Re: [ceph-users] OMAP warning ( again )

2018-09-01 Thread Brent Kennedy
I found this discussion between Wido and Florian ( two really good ceph folks 
), but it doesn’t seem to deep dive into sharding ( something I would like to 
know more about ).

https://www.spinics.net/lists/ceph-users/msg24420.html  

None of my clusters are using multi-site sync ( was thinking about it though ). 
 

Matt:  I see you are talking about this bug report:  
http://tracker.ceph.com/issues/34307  

Not sure how I could even find the retired bucket index you are referring to.  
I think I understand what sharding is doing, but as far as the inner workings, 
I am still a newb.

-Brent


-Original Message-
From: Matt Benjamin [mailto:mbenj...@redhat.com] 
Sent: Saturday, September 1, 2018 2:56 PM
To: Brent Kennedy 
Cc: Will Marley ; ceph-users 

Subject: Re: [ceph-users] OMAP warning ( again )

Apparently it is the case presently that when dynamic resharding completes, the 
retired bucket index shards need to be manually deleted.  We plan to change 
this, but it's worth checking for such objects.  Alternatively, though, look 
for other large omap "objects", e.g., sync-error.log, if you are using 
multi-site sync.

Matt

On Sat, Sep 1, 2018 at 1:47 PM, Brent Kennedy  wrote:
> I didn’t want to attempt anything until I had more information.  I 
> have been tied up with secondary stuff, so we are just monitoring for 
> now.  The only thing I could find was a setting to make the warning go 
> away, but that doesn’t seem like a good idea as it was identified as 
> an issue that should be addressed.  What perplexes me is that in 
> newest version of Luminous, it should be automatically resharding.  
> Noted here:  https://ceph.com/releases/v12-2-0-luminous-released/
>
> "RGW now supports dynamic bucket index sharding. This has to be enabled via 
> the rgw dynamic resharding configurable. As the number of objects in a bucket 
> grows, RGW will automatically reshard the bucket index in response.  No user 
> intervention or bucket size capacity planning is required."

Given problem 1:
Answer these questions about the Ceph OMAP warning thread, one line each:
(a) Which bug report does Brent say Matt is referring to?
(b) According to Matt, what currently has to be done with retired bucket index shards once dynamic resharding completes?
(c) According to the quoted Luminous release note, how does dynamic bucket index sharding have to be enabled?
Given problem 2: Extend the Ceph OMAP warning thread beyond its final line, carrying on in the same quoted-reply form.

Data block:
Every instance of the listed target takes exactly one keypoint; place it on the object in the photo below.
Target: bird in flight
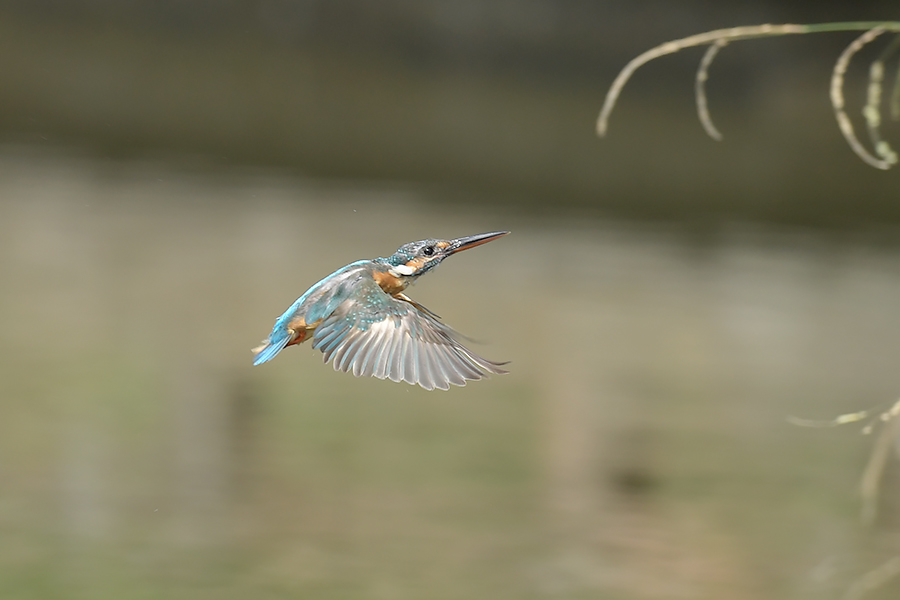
(360, 318)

Result 1:
(a) http://tracker.ceph.com/issues/34307
(b) They need to be manually deleted.
(c) Through the rgw dynamic resharding configurable.

Result 2:
>
> The documentation, says its enabled by default though, noted here: 
> http://docs.ceph.com/docs/master/radosgw/dynamicresharding
>
> I ran a few of the commands on the buckets to check and the sharding says -1, 
> so what I believe to be the case is that dynamic resharding is only enabled 
> by default on new buckets created in luminous, its not applied to existing 
> buckets.  So now the question is, can I enable dynamic resharding on a 
> particular bucket and will my cluster go nuts if the bucket is huge.  I would 
> rather the system figure out the sharding though as I am unsure what the 
> shard numbers would be should I have to tell the system to do it manually.
>
> There is an open bug report that I have been following: 
> https://tracker.ceph.com/issues/24457 ( appears we are not the only ones ).
>
> We need defined remediation steps for this. I was thinking of 
> hitting up the IRC room since RGW folks don’t seem to be around :(
>
> -Brent
>
> -Original Message-
> From: Will Marley [mailto:will.mar...@ukfast.co.uk]
> Sent: Friday, August 31, 2018 6:08 AM
> To: Brent Kennedy 
> Subject: RE: [ceph-users] OMAP warning ( again )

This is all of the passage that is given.